# [MATERIAL PROVIDED]
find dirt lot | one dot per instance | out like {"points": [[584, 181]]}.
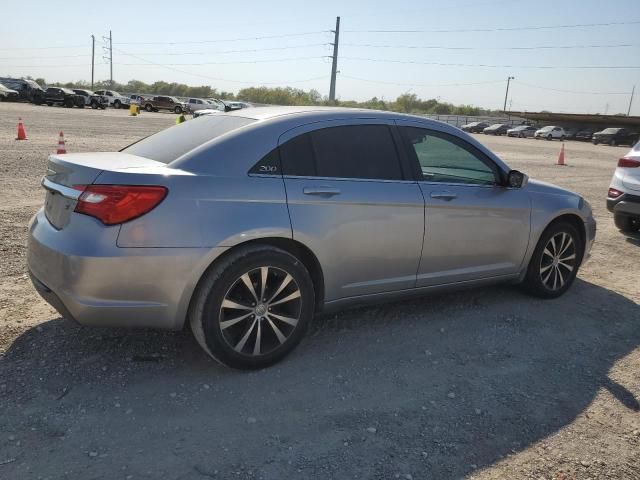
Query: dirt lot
{"points": [[486, 383]]}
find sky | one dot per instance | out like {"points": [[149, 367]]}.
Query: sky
{"points": [[458, 51]]}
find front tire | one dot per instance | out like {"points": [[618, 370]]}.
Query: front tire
{"points": [[555, 261], [253, 308], [626, 224]]}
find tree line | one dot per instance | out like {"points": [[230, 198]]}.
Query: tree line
{"points": [[406, 103]]}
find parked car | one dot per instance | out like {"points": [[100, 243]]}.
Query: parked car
{"points": [[584, 135], [550, 132], [474, 127], [136, 99], [28, 90], [245, 224], [195, 104], [8, 94], [115, 99], [571, 133], [623, 198], [496, 129], [91, 99], [63, 96], [615, 136], [521, 131], [161, 102]]}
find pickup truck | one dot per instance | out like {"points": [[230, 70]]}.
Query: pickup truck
{"points": [[165, 103], [91, 99], [28, 90], [63, 96], [115, 99]]}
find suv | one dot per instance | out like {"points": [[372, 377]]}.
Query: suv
{"points": [[521, 131], [615, 136], [623, 198], [550, 133], [7, 94], [474, 127], [28, 90], [195, 104], [496, 129], [91, 99], [63, 96], [115, 99], [165, 103]]}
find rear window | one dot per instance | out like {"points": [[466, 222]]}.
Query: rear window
{"points": [[170, 144]]}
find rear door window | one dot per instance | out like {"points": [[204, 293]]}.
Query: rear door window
{"points": [[352, 151]]}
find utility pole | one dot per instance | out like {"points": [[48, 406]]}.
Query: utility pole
{"points": [[93, 57], [109, 50], [110, 59], [504, 109], [334, 65]]}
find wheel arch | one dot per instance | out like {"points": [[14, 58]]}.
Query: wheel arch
{"points": [[295, 248]]}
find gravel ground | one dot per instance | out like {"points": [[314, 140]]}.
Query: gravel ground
{"points": [[483, 384]]}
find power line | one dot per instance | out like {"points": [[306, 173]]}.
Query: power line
{"points": [[483, 65], [421, 84], [207, 77], [239, 62], [442, 47], [222, 52], [501, 29], [569, 91], [237, 39]]}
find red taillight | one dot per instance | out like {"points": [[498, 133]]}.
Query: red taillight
{"points": [[628, 162], [114, 204], [613, 193]]}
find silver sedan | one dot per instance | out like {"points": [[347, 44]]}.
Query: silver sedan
{"points": [[246, 224]]}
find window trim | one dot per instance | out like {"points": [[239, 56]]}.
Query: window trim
{"points": [[417, 169]]}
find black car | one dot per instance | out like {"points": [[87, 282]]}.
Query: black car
{"points": [[584, 135], [28, 90], [497, 129], [474, 127], [615, 136], [63, 96], [91, 99]]}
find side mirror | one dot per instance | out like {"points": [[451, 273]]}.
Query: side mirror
{"points": [[516, 179]]}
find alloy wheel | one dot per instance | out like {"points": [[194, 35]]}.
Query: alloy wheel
{"points": [[260, 311], [558, 261]]}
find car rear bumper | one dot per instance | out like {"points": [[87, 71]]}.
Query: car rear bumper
{"points": [[96, 284], [625, 204]]}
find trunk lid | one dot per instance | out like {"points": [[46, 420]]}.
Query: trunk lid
{"points": [[69, 170]]}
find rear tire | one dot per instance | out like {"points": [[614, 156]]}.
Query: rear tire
{"points": [[626, 223], [555, 261], [252, 322]]}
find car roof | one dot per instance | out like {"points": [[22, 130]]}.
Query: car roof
{"points": [[313, 112]]}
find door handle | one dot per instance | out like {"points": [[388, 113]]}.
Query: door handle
{"points": [[444, 195], [321, 190]]}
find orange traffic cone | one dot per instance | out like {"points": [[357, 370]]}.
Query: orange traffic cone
{"points": [[561, 156], [61, 147], [22, 135]]}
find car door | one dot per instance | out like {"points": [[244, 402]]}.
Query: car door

# [WRITTEN TASK]
From the material above, copy everything exactly but the pictures.

# [FULL ANSWER]
find dirt lot | one dot per instance | out like {"points": [[584, 181]]}.
Query: dirt lot
{"points": [[486, 383]]}
find sky | one dot per instance | out like {"points": [[149, 367]]}.
Query: sky
{"points": [[458, 51]]}
find front tire | one dot per instance | out like {"points": [[618, 370]]}.
Query: front tire
{"points": [[555, 261], [253, 308], [626, 224]]}
find tree line | one dot per instance | out like {"points": [[230, 198]]}.
Query: tree line
{"points": [[406, 103]]}
find parked car | one dot per instance | out like {"points": [[100, 243]]}.
Query: parked car
{"points": [[584, 135], [550, 132], [474, 127], [136, 99], [28, 90], [245, 224], [195, 104], [8, 94], [115, 99], [571, 133], [623, 198], [496, 129], [91, 99], [63, 96], [615, 136], [521, 131], [161, 102]]}
find pickup truck | one dot per instance | out like {"points": [[230, 70]]}.
Query: pickup truck
{"points": [[165, 103], [91, 99], [28, 90], [63, 96], [115, 99]]}
find suv | one dot per instance | out like {"points": [[372, 377]]}.
Query: suv
{"points": [[521, 131], [615, 136], [623, 198], [550, 133], [7, 94], [474, 127], [28, 90], [195, 104], [496, 129], [91, 99], [63, 96], [115, 99], [165, 103]]}
find rear window | one dot per instance | out like {"points": [[466, 222]]}.
Query: rear window
{"points": [[170, 144]]}
find rear door window | one dot per instance | out like {"points": [[204, 293]]}.
Query: rear door window
{"points": [[352, 151]]}
find utility pole | one dot per instance | out like {"points": [[48, 406]]}.
Query: utility pole
{"points": [[93, 57], [109, 50], [110, 59], [504, 109], [334, 65]]}
find wheel arch | one dot per instance | out like {"points": [[14, 58]]}.
Query: wheel arch
{"points": [[295, 248]]}
find gravel ground | one dot per instance | out like {"points": [[314, 140]]}.
Query: gravel ground
{"points": [[483, 384]]}
find power line | one dot per instance | out like {"points": [[306, 173]]}.
Query: power line
{"points": [[483, 65], [421, 84], [207, 77], [239, 62], [442, 47], [222, 52], [501, 29], [569, 91], [237, 39]]}
find red taillight | one dot per instance | out like {"points": [[498, 133]]}.
Query: red taillight
{"points": [[628, 162], [114, 204], [613, 193]]}
find silver sedan | one dot per instance | out like {"points": [[347, 44]]}.
Query: silver sedan
{"points": [[246, 224]]}
find window trim | one dot per instance | out like {"points": [[239, 56]]}.
Query: window trim
{"points": [[417, 169]]}
find black car | one dot per instance | out like {"points": [[87, 282]]}.
Query: black car
{"points": [[584, 135], [28, 90], [497, 129], [474, 127], [615, 136], [63, 96], [91, 99]]}
find side mirror | one dot per instance | out like {"points": [[451, 273]]}.
Query: side mirror
{"points": [[516, 179]]}
find alloy wheel | one dot per instance | out like {"points": [[194, 35]]}.
Query: alloy wheel
{"points": [[260, 311], [558, 261]]}
find car rear bumper | one dot per instance | out like {"points": [[87, 71]]}.
Query: car rear bumper
{"points": [[96, 284], [625, 204]]}
find trunk lid | one dot per instance | out like {"points": [[46, 420]]}.
Query: trunk lid
{"points": [[69, 170]]}
find rear tire | one dot per instance | out like {"points": [[614, 156]]}.
Query: rear tire
{"points": [[626, 223], [555, 261], [252, 322]]}
find car roof | one dot per instance | out like {"points": [[22, 130]]}.
Query: car roof
{"points": [[313, 112]]}
find door handle | one dot per instance | out like {"points": [[388, 113]]}.
Query: door handle
{"points": [[444, 195], [321, 190]]}
find orange traffic cone | one dot per instance | out like {"points": [[357, 370]]}.
Query: orange traffic cone
{"points": [[561, 156], [61, 147], [22, 135]]}
find car door | one dot per instance | out like {"points": [[244, 402]]}.
Query: car door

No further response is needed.